* Written exercise: Skip every line before the one containing "For every instance of the blurred white", then copy that line and the rest of the entries below exactly, through the last line.

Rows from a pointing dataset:
• • •
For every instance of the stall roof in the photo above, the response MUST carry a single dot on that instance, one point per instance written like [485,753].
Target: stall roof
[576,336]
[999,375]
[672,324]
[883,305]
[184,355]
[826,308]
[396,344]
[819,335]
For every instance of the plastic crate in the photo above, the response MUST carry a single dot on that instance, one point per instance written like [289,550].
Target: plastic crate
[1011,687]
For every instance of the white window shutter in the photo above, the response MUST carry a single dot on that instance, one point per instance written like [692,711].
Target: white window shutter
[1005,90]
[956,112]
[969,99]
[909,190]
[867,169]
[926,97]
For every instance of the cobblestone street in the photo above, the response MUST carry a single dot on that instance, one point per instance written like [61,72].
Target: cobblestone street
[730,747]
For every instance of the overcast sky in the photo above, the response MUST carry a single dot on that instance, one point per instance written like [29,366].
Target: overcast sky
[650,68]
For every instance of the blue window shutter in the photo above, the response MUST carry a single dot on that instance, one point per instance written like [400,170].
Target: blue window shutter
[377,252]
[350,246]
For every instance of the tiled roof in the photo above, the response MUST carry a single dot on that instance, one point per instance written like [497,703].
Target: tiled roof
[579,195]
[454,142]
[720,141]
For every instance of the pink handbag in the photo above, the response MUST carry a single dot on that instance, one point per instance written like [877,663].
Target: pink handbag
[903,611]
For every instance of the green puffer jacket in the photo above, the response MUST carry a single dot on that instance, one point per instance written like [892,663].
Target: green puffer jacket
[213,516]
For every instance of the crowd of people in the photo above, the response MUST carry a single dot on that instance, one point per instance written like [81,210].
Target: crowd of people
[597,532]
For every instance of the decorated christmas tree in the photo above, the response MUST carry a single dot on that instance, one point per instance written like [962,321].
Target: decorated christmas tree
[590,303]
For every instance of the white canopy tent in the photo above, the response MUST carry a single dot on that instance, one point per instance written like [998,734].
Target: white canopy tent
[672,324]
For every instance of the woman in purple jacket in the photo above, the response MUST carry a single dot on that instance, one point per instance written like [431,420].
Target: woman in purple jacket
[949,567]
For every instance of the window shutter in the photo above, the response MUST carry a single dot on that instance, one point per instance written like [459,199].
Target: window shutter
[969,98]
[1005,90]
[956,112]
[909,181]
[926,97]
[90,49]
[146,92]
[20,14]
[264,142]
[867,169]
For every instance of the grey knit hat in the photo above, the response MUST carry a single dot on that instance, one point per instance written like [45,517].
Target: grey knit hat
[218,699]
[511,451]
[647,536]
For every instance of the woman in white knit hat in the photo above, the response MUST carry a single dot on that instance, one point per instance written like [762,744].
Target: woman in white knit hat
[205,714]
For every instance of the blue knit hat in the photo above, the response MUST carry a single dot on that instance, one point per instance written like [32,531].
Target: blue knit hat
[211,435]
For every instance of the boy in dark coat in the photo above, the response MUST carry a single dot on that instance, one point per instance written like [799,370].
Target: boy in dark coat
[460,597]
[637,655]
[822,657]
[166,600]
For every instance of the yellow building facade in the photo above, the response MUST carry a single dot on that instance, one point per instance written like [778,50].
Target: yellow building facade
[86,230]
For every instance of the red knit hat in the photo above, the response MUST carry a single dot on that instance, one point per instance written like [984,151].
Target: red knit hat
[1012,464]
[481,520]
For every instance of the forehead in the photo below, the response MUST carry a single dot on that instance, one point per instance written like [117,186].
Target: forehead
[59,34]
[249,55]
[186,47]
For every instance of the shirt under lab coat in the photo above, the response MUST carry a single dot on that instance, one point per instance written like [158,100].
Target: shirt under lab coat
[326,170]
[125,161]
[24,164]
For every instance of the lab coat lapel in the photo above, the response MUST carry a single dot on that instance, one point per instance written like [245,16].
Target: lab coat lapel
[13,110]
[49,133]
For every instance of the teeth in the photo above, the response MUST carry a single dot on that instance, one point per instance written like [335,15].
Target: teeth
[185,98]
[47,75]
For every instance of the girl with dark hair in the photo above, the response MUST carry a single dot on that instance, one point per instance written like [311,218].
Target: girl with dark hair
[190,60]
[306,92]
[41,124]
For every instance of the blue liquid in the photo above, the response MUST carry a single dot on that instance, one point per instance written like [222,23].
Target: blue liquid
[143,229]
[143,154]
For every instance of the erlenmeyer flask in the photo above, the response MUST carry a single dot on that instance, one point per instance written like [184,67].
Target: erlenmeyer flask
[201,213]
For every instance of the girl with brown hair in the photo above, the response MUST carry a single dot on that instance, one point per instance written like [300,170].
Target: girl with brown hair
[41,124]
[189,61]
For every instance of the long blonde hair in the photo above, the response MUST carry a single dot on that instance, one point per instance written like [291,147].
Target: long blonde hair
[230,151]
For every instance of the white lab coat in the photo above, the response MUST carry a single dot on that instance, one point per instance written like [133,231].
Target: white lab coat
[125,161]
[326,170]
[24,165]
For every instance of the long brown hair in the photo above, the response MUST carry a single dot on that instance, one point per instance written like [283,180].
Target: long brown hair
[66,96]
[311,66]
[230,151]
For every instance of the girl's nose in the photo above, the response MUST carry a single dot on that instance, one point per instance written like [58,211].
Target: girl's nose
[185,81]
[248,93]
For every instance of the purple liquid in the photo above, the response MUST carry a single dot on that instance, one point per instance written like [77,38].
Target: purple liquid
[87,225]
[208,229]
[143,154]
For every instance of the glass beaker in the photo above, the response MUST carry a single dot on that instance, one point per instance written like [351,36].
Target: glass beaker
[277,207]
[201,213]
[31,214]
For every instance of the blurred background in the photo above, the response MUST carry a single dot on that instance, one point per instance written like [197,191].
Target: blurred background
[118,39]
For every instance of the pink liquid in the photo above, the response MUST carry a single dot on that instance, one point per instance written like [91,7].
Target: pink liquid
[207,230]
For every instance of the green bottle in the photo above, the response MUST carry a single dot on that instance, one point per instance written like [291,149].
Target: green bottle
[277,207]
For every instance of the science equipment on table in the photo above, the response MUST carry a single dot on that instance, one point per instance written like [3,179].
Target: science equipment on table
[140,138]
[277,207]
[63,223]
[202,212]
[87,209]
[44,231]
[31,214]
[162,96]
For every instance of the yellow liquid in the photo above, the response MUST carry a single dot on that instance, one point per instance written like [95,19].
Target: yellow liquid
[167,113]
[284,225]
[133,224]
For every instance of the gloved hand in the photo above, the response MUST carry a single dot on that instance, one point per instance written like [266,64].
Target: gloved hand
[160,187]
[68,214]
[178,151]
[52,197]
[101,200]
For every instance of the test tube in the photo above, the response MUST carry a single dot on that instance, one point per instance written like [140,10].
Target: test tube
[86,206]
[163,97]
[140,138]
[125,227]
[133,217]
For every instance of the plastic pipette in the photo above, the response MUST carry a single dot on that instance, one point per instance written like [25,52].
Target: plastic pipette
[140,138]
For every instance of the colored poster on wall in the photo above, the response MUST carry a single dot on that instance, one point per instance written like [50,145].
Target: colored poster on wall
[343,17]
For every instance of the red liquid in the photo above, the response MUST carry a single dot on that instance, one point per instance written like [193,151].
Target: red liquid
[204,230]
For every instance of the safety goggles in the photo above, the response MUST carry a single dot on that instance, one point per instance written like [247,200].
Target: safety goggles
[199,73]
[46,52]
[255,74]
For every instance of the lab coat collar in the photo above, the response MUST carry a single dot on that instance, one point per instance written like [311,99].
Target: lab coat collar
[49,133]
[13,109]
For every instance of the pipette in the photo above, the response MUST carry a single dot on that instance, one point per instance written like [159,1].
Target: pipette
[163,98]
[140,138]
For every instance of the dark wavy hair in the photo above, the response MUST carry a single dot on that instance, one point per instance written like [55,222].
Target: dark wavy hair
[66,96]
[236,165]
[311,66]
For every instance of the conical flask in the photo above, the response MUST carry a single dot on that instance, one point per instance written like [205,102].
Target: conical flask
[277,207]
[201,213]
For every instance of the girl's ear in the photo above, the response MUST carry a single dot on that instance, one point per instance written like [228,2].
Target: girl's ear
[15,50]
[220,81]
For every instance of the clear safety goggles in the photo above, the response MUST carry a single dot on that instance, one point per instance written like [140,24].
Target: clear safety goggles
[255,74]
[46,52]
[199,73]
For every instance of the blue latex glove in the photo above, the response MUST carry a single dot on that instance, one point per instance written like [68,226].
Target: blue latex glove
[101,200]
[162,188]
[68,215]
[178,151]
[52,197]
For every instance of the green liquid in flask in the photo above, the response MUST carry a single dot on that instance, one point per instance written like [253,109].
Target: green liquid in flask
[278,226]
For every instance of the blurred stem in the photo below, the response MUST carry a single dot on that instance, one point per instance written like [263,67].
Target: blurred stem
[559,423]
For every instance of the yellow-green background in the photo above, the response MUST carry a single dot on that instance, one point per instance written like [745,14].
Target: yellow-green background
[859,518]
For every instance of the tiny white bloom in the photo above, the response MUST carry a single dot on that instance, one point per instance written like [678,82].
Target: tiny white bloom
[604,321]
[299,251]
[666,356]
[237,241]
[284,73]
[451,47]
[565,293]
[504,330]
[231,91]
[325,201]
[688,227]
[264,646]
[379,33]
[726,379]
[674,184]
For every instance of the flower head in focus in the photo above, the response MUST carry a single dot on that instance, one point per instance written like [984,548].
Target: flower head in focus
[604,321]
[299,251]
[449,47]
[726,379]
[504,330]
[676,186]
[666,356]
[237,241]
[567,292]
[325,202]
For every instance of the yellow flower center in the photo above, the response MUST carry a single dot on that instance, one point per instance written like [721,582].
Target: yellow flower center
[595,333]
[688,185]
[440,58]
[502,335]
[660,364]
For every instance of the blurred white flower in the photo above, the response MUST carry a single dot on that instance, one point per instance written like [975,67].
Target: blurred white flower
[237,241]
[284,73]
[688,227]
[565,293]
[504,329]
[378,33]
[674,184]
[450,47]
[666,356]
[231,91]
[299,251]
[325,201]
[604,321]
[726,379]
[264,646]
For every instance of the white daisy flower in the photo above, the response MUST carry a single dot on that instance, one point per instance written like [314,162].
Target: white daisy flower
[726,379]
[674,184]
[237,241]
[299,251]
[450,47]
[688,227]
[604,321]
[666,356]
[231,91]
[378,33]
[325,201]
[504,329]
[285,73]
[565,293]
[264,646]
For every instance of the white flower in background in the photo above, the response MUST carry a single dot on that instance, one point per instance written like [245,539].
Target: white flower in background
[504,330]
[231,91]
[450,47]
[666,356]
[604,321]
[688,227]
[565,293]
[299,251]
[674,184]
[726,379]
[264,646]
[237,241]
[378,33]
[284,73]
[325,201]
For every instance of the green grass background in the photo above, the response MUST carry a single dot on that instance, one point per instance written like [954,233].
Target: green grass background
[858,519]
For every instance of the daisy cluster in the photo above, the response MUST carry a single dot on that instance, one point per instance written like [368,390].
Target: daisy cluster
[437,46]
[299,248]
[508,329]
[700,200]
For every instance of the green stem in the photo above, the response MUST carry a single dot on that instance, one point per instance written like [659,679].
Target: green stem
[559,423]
• • •
* Written response:
For every instance of the blurred white flower in the photo above, the response MUST carry a single dot on that instance, one point per instance written like [975,67].
Target: blurred white flower
[237,241]
[284,73]
[688,227]
[565,293]
[504,329]
[378,33]
[674,184]
[450,47]
[666,356]
[231,91]
[299,251]
[325,201]
[604,321]
[726,379]
[264,646]
For every instance of the white daisy flower in the photo above, the response MUST carry a single dot on that instance, one point per instance written like [314,162].
Target: white daisy flower
[726,379]
[674,184]
[237,241]
[299,251]
[450,47]
[688,227]
[604,321]
[666,356]
[231,91]
[378,33]
[325,201]
[504,329]
[285,73]
[565,293]
[264,646]
For every instance of the white flower in background in the photo above, the response MUST carry a single dot on that instance, one point per instance written like [245,539].
Target: white flower in background
[504,330]
[231,91]
[450,47]
[666,356]
[604,321]
[688,227]
[565,293]
[299,251]
[674,184]
[726,379]
[264,646]
[237,241]
[378,33]
[284,73]
[325,201]
For every instance of the green grass background in the photo above, the response MUST carry a single dot on that instance, one point per instance written like [954,233].
Target: green grass background
[858,519]
For every instance of the daisy cluster in the photo above, the response MUST carry a single dot on that instance, one point per instance written like [368,390].
Target: daisy cluster
[437,46]
[299,248]
[508,329]
[700,200]
For every instance of the green stem in the photo above, the response MUST carry a single dot on that instance, one point per instance written like [659,679].
Target: green stem
[559,423]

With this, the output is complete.